● **What is asked**: Write the material out again, line by line, exactly as it is.

● **Stored data**:

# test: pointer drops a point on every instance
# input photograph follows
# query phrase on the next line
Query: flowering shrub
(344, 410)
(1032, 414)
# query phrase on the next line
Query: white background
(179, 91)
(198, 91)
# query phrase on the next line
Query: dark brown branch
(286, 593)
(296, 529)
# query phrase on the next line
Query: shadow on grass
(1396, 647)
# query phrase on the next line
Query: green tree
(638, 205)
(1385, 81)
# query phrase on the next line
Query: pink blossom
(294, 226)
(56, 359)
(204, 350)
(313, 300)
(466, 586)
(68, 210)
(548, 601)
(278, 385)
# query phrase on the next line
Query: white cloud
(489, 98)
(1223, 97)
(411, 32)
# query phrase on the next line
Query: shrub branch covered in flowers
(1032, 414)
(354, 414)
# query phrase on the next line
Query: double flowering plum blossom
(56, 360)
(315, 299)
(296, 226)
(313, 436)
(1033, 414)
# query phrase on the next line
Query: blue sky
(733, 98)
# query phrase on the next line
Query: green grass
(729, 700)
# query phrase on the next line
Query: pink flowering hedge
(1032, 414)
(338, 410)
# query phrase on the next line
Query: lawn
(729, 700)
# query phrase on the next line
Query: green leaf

● **Reply to the exercise**:
# test: pointer drops a point on every instance
# input photograph follows
# query phrase on the next line
Query: flowering shrub
(344, 410)
(1032, 414)
# query phrase on the next line
Query: white background
(179, 91)
(198, 91)
# query phrase on the next line
Query: dark brown branch
(286, 593)
(296, 529)
# query phrase on the next line
Query: shadow on grass
(1396, 647)
# query phrase on the next line
Query: green tree
(638, 205)
(1385, 81)
# query phrase on the next line
Query: pink blossom
(294, 226)
(56, 359)
(204, 350)
(313, 300)
(466, 586)
(68, 210)
(548, 601)
(278, 385)
# query phrase on the next line
Query: white cloud
(489, 98)
(1223, 97)
(411, 32)
# query phrase on the next line
Query: shrub branch covered in flowers
(1032, 414)
(354, 414)
# query phrase on the next line
Query: double flowering plum blossom
(56, 360)
(315, 299)
(296, 226)
(313, 436)
(1033, 414)
# query phrase on the next line
Query: blue sky
(733, 98)
# query phrase on the next line
Query: green grass
(729, 700)
# query phrase on the next line
Query: pink flowering hedge
(1032, 414)
(338, 410)
# query phrase on the next line
Query: lawn
(729, 700)
# query phrase on the next line
Query: green leaf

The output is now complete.